_EXCERPTED RECORDS_:
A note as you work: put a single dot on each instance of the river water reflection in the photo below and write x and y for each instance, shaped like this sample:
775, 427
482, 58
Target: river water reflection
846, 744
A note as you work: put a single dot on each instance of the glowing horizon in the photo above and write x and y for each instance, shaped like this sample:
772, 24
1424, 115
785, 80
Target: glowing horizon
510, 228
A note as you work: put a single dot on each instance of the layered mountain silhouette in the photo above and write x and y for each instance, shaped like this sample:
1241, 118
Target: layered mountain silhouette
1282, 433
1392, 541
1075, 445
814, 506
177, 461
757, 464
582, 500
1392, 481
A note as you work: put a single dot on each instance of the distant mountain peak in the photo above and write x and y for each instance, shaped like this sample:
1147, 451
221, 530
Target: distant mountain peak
---
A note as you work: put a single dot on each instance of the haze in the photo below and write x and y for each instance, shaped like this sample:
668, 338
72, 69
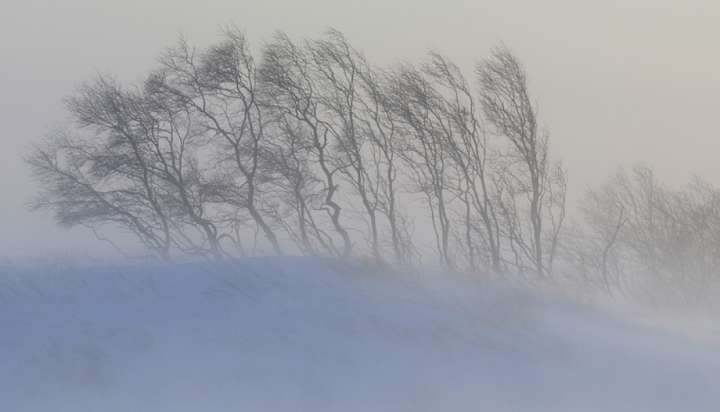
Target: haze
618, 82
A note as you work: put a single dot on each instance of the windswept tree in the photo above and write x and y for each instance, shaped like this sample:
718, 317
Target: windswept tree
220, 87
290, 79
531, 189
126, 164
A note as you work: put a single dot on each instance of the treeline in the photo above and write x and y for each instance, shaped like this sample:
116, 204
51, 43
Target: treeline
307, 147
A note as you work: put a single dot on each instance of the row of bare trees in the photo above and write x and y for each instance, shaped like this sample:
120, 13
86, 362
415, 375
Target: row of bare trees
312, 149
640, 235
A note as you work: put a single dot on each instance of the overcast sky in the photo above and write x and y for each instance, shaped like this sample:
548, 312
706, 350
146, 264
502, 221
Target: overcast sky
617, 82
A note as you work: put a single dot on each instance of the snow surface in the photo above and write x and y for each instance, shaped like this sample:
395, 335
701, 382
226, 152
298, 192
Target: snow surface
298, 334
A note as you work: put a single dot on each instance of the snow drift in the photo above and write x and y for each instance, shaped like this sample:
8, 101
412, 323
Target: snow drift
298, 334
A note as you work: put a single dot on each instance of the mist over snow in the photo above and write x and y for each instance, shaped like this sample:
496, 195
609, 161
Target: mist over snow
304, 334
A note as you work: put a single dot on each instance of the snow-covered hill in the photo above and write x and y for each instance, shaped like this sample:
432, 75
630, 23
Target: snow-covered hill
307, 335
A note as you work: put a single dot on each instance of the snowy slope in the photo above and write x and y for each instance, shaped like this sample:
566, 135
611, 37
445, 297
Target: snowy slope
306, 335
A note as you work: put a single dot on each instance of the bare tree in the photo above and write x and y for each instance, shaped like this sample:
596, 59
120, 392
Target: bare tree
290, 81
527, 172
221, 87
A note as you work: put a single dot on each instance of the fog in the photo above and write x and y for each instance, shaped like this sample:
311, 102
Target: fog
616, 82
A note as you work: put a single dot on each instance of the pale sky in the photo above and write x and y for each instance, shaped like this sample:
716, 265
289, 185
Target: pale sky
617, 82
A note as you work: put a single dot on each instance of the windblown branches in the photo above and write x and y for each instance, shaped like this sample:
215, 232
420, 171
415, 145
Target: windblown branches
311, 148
--
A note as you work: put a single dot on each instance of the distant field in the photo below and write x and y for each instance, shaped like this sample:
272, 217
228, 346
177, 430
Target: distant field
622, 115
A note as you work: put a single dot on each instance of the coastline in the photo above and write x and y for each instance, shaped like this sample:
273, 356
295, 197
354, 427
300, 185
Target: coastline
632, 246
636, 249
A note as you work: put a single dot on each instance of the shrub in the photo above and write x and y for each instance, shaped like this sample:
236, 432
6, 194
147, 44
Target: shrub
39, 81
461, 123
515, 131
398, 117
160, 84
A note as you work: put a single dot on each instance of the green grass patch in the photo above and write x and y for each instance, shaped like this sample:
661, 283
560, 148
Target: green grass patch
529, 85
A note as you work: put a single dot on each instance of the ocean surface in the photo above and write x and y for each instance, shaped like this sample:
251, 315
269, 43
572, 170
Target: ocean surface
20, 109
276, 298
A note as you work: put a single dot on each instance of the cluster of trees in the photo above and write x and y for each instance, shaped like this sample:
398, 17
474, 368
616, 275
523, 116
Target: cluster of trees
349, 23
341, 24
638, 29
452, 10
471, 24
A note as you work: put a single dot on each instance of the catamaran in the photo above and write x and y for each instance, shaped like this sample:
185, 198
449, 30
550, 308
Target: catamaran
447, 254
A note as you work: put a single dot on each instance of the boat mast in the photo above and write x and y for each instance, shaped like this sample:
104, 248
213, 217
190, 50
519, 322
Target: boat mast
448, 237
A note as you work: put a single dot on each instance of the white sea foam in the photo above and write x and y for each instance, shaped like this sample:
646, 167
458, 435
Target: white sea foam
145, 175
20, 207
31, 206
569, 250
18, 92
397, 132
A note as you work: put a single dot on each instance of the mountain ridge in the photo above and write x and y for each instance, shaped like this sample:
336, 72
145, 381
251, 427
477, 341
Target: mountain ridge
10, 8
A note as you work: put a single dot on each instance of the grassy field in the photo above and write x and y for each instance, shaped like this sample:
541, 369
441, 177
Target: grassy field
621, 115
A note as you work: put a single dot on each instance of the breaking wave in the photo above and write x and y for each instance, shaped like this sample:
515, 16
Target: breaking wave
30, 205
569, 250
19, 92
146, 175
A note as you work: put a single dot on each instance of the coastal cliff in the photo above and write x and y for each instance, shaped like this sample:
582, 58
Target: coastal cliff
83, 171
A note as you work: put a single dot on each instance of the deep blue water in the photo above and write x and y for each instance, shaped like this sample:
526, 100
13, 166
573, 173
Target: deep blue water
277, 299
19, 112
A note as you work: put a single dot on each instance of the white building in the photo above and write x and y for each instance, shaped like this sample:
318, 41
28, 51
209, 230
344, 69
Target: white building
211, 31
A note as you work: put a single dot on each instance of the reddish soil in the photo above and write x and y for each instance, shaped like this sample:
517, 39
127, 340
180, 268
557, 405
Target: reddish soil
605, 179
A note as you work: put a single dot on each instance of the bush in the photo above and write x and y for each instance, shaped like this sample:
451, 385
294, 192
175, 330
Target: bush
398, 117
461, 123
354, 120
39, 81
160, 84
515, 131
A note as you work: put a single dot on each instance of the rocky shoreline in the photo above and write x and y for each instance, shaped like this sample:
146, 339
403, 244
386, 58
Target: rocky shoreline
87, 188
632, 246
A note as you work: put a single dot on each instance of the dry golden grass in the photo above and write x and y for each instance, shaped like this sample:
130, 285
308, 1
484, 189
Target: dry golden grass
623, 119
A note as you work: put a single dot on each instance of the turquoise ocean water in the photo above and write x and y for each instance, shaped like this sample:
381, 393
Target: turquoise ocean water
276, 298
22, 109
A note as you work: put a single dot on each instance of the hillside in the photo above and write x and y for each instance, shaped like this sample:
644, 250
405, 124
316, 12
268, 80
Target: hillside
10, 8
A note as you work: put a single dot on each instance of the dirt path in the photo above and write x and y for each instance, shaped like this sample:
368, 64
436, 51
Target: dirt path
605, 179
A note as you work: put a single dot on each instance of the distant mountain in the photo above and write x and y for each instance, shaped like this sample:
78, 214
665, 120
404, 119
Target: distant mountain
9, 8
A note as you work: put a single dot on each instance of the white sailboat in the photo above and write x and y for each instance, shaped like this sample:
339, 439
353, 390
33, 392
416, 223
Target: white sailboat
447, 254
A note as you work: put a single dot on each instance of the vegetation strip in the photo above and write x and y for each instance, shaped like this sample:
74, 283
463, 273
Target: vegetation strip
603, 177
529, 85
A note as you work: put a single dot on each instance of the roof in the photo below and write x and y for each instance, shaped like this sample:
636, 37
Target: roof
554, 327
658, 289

_WHAT THE TASK REQUIRES_:
Reproduce the material from the line with "of the glowing" to the line with "Target: distant mountain peak", both included, requests and all. Multiply only the answer coordinates by 0.55 and round them to whole numbers, halves up, leaving the requests and their format samples unchanged.

_OUTPUT BELOW_:
A note as you work: put a single dot on each instance of the glowing horizon in the photo above and write x and y for each instance, shaped like this sample:
772, 24
1424, 115
785, 80
Target: glowing horizon
281, 125
A note as you work: put a single dot on each instance of the layered mountain silhouette in the photo above and write x and y for each instance, shaped like this sample:
1241, 118
Target: layered mountain silhouette
705, 238
766, 298
591, 245
448, 278
97, 254
416, 255
320, 275
766, 265
A note as you work: put a single dot on each instance of the distant mountain peak in the photo above and write x and y for each instance, shaped like this sample:
1147, 451
221, 530
Target: distant mountain peak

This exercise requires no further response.